Given data
____

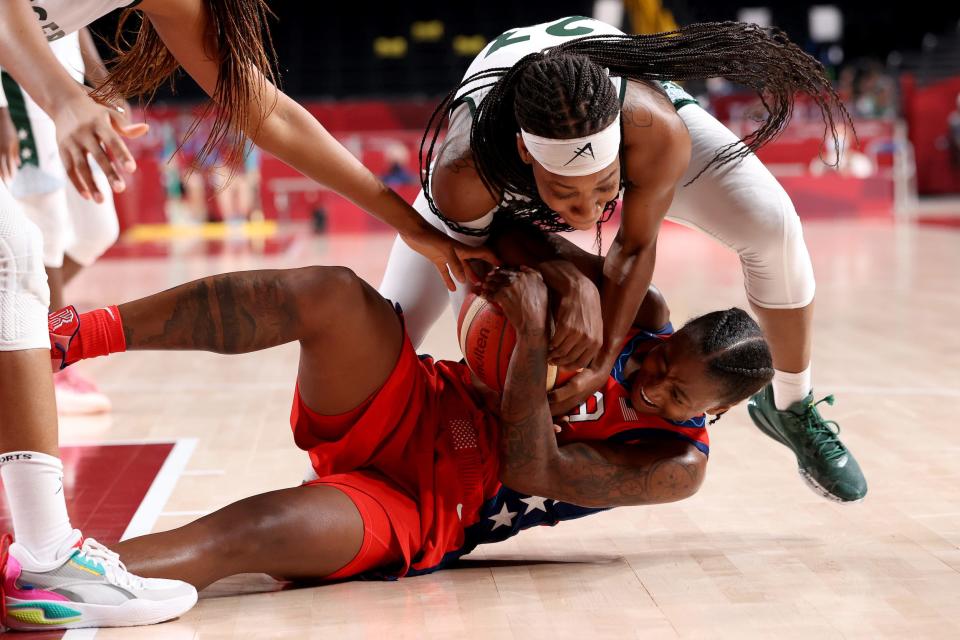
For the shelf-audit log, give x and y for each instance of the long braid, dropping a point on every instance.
(763, 59)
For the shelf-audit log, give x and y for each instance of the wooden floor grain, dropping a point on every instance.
(755, 554)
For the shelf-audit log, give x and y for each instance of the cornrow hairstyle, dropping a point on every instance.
(735, 352)
(240, 41)
(565, 92)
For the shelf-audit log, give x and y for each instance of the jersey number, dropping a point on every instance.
(559, 29)
(590, 410)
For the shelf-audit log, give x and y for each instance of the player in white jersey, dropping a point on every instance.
(75, 231)
(554, 121)
(220, 44)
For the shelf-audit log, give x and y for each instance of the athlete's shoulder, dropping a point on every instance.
(656, 141)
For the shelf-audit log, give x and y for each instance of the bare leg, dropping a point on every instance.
(350, 336)
(28, 419)
(789, 332)
(304, 532)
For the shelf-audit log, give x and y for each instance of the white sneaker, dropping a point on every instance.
(89, 587)
(77, 396)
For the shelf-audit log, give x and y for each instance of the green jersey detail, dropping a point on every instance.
(560, 30)
(503, 40)
(17, 104)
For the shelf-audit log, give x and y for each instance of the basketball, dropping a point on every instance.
(487, 339)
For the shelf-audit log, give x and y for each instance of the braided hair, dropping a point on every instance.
(734, 350)
(565, 92)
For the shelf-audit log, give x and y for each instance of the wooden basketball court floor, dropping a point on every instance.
(755, 554)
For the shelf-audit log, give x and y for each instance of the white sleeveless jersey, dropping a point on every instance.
(507, 49)
(67, 50)
(60, 17)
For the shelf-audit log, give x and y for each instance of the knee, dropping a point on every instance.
(21, 256)
(326, 293)
(770, 224)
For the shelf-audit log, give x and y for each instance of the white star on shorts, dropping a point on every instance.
(534, 502)
(504, 518)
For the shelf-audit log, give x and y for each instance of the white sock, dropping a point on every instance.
(33, 484)
(791, 387)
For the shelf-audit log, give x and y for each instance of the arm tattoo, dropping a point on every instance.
(598, 474)
(231, 313)
(635, 114)
(527, 443)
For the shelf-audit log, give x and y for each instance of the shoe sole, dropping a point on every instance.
(817, 488)
(133, 613)
(763, 423)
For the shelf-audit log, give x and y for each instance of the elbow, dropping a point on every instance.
(531, 476)
(525, 480)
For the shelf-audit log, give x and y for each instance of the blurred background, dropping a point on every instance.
(372, 77)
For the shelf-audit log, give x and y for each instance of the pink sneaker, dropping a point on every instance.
(77, 396)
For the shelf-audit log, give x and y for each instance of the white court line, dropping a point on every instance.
(113, 443)
(171, 387)
(155, 499)
(159, 492)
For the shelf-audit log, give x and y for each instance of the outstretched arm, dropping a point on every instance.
(279, 125)
(657, 154)
(83, 126)
(591, 475)
(566, 269)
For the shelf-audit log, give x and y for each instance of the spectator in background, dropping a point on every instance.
(398, 160)
(953, 136)
(875, 94)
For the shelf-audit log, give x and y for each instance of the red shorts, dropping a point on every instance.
(418, 458)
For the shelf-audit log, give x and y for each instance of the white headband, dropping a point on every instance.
(576, 156)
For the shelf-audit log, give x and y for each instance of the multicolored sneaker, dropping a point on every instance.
(89, 588)
(78, 396)
(824, 462)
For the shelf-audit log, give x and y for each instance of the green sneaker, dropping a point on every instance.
(824, 462)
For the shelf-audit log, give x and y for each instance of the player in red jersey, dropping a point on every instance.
(416, 463)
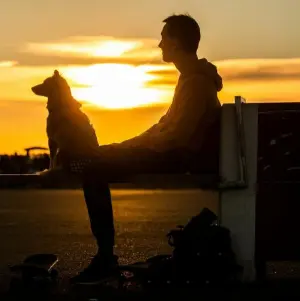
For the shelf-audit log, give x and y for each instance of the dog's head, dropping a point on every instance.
(57, 90)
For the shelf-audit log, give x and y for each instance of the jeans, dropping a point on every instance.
(115, 164)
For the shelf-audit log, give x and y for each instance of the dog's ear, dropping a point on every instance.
(56, 73)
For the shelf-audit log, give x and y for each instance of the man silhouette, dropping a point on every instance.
(186, 132)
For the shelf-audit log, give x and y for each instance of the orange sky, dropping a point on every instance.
(117, 70)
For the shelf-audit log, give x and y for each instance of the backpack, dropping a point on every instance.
(202, 253)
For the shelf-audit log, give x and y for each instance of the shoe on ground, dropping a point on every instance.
(98, 271)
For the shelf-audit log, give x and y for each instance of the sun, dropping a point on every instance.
(115, 86)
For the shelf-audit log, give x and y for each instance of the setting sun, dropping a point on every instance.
(115, 86)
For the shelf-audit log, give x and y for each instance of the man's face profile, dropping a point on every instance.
(167, 45)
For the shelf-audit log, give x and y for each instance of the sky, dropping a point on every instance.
(107, 50)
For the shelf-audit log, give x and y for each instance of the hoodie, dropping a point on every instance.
(194, 110)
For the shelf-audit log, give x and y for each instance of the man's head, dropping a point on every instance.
(180, 36)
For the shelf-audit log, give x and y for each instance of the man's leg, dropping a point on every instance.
(114, 163)
(99, 205)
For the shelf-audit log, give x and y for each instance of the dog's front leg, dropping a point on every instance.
(53, 151)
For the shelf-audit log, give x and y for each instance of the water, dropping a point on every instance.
(56, 221)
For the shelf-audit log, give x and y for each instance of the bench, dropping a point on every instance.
(236, 185)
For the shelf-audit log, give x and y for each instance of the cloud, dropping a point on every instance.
(260, 69)
(5, 64)
(85, 50)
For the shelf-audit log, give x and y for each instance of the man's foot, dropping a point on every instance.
(98, 271)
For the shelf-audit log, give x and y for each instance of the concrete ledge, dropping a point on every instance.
(61, 180)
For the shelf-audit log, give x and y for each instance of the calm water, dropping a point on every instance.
(56, 221)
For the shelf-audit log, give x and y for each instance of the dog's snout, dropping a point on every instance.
(39, 90)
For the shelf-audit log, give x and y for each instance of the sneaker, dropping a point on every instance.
(98, 271)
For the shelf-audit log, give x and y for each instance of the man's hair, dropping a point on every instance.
(186, 30)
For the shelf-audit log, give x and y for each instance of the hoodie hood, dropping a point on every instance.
(210, 70)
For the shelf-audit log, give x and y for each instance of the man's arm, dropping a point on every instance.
(194, 94)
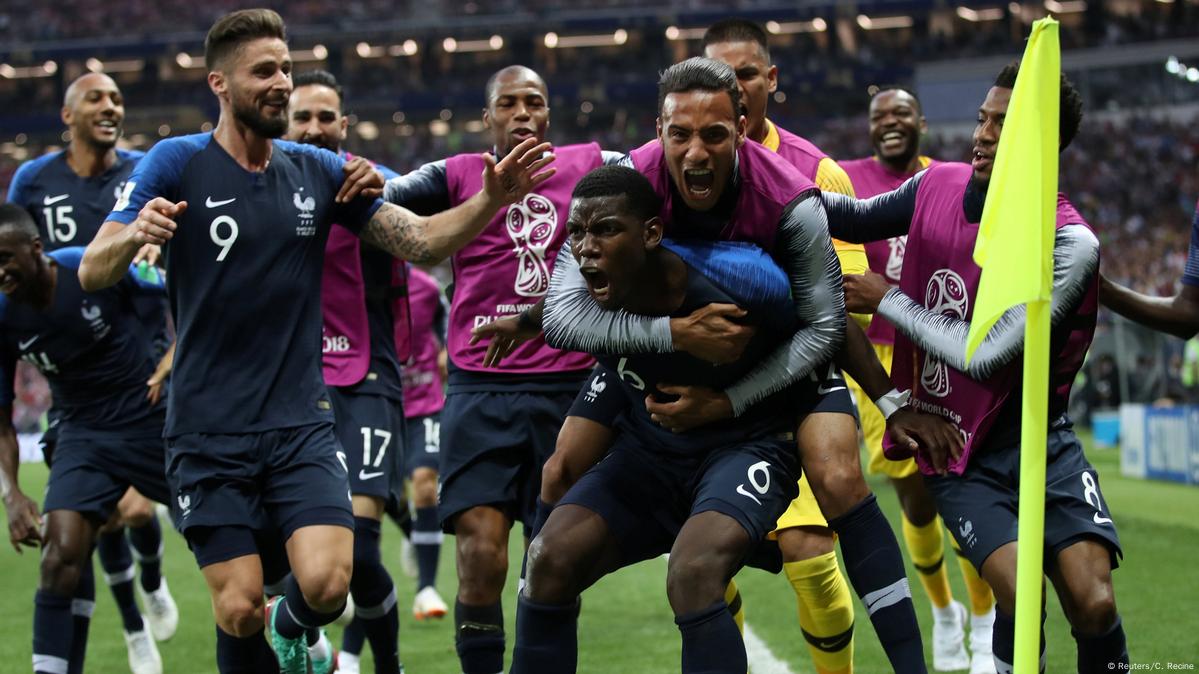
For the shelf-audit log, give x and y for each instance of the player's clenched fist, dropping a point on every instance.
(156, 221)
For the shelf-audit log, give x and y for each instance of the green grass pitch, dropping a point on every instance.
(626, 625)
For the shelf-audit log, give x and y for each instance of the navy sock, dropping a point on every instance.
(427, 537)
(294, 617)
(118, 564)
(711, 642)
(374, 597)
(1002, 642)
(146, 543)
(479, 637)
(1104, 653)
(353, 637)
(53, 630)
(547, 638)
(82, 607)
(877, 572)
(245, 655)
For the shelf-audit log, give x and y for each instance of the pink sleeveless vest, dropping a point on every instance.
(769, 184)
(507, 268)
(940, 271)
(422, 381)
(872, 178)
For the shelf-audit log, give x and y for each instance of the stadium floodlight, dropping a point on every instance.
(975, 16)
(787, 28)
(884, 23)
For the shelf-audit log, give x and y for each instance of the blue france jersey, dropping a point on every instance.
(68, 209)
(243, 280)
(1191, 275)
(640, 375)
(89, 345)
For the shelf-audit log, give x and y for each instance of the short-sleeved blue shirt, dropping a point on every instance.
(89, 345)
(243, 280)
(1191, 274)
(67, 208)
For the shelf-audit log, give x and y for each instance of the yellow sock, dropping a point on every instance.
(982, 600)
(826, 612)
(926, 545)
(733, 597)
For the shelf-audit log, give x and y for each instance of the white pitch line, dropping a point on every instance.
(761, 660)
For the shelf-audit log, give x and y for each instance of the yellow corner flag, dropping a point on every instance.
(1014, 250)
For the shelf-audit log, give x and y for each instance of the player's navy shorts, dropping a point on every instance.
(371, 429)
(601, 398)
(980, 506)
(423, 443)
(646, 498)
(283, 479)
(91, 471)
(493, 446)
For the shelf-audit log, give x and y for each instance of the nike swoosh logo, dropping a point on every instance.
(741, 489)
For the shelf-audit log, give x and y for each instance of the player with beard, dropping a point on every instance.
(68, 193)
(709, 495)
(692, 168)
(499, 426)
(359, 286)
(1178, 314)
(896, 126)
(94, 351)
(976, 492)
(249, 440)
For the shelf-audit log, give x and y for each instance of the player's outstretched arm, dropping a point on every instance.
(1178, 316)
(1076, 260)
(861, 221)
(429, 240)
(24, 521)
(107, 258)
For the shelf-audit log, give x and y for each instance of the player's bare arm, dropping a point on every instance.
(429, 240)
(1178, 316)
(107, 258)
(24, 518)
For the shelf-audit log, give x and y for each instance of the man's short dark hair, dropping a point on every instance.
(737, 30)
(616, 181)
(699, 74)
(235, 29)
(318, 78)
(880, 90)
(1071, 112)
(18, 218)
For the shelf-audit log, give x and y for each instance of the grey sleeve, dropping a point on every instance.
(1076, 260)
(860, 221)
(814, 272)
(616, 158)
(425, 191)
(574, 322)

____

Task goal
Exactly reproduce the lines that run from the line with "shirt, dropping a point on every instance." through the last line of the records, inclusive.

Output below
For the shelf-audit log, give x and y for each instance of the short-sleeved blue shirt, dropping a point on every instance.
(89, 345)
(243, 280)
(1191, 274)
(67, 208)
For the shelf-audit log, give x and y for each instance of the yellow sock, dropping a point on every instance.
(982, 600)
(826, 612)
(926, 545)
(733, 597)
For the shelf-audit log, give x and y for each instance of the white pitch line, dropping a point on every instance.
(761, 660)
For the shelf-audit log, give x and y for each instance of the yellow corner flag, dropping a point on every instance.
(1014, 250)
For the shelf-audit log, give x and y for each instance of the player's navy shorts, dropping a point on every instance.
(371, 429)
(601, 398)
(980, 506)
(423, 443)
(646, 498)
(283, 479)
(91, 471)
(493, 446)
For the shelf-audit log, give x and y for each instance of the nike swoosh logo, dropping a point on every instance.
(741, 489)
For the shelf-audit log, give x and y for each instance of the player with beard, dropping a point on every instance.
(68, 193)
(709, 495)
(692, 168)
(499, 426)
(359, 286)
(1178, 314)
(896, 126)
(94, 351)
(976, 492)
(249, 440)
For the shelf-audit log, give x and y for each instance of the player's outstretched arm, dropping a point on every instance.
(1178, 316)
(1076, 260)
(861, 221)
(429, 240)
(24, 521)
(107, 258)
For the shelf-audit log, give x and y for each instance of the player's bare arm, dropping a point on every instance.
(429, 240)
(1178, 316)
(107, 258)
(24, 518)
For the shelf-audit log, give x and y for each instance of the man's short dark hair, dropping a point on every instance.
(737, 30)
(616, 181)
(699, 74)
(235, 29)
(318, 78)
(880, 90)
(1071, 112)
(18, 218)
For the shelf-audit log, give x and y for each instance of the grey sleeve, dropping a point on every instance.
(1076, 260)
(860, 221)
(814, 272)
(616, 158)
(425, 191)
(574, 322)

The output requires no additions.